## Task details
Exact reproduction of the data is required, with images excluded.

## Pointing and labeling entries

╔══

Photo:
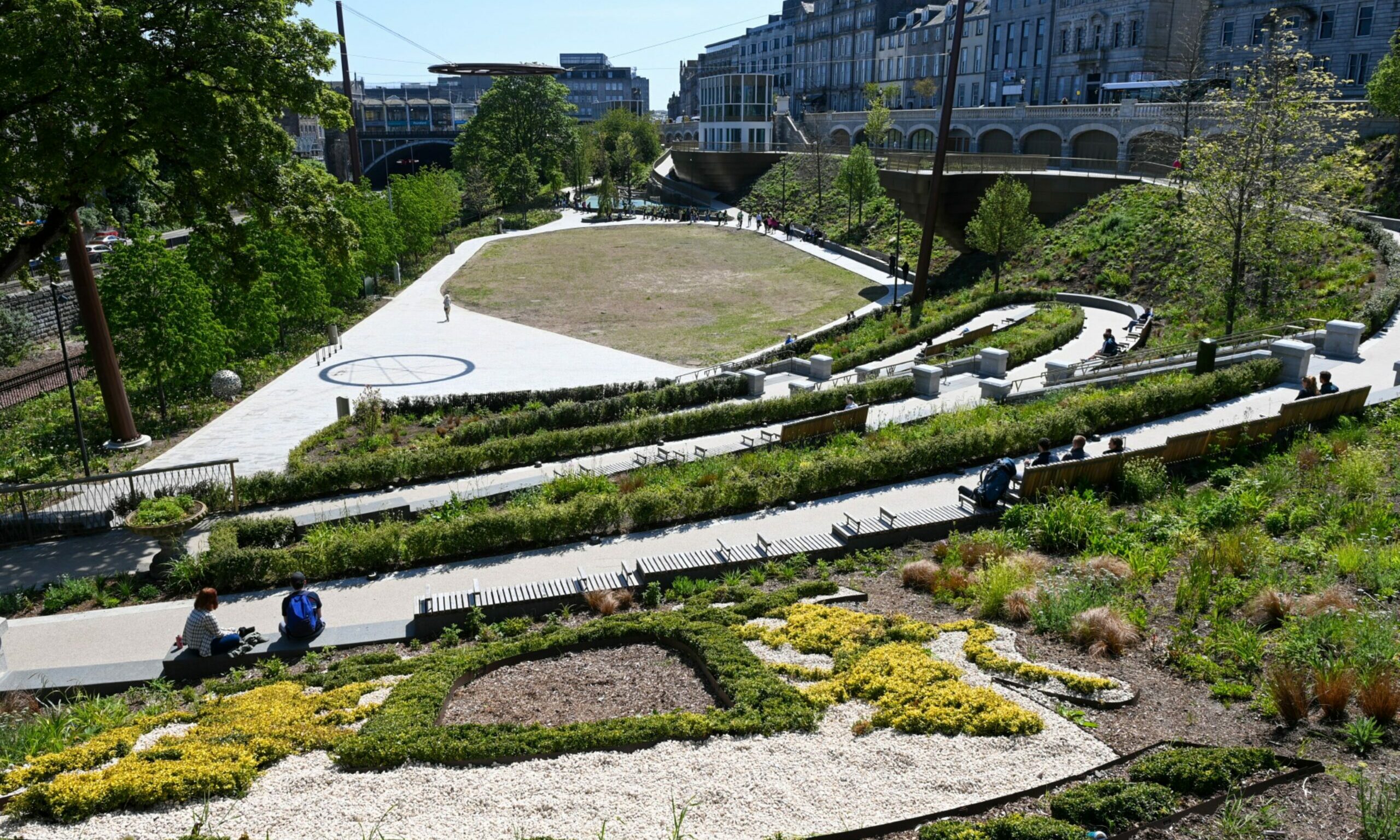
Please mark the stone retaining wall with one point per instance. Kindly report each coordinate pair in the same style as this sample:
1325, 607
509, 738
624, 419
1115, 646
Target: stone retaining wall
38, 308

╚══

## Solution to this problem
Photo:
Please mark the stone retaining wall with one point per instance. Kindly report each coordinate pair in the same style as this sample:
1325, 607
509, 738
624, 419
1115, 646
Target: stone retaining wall
38, 308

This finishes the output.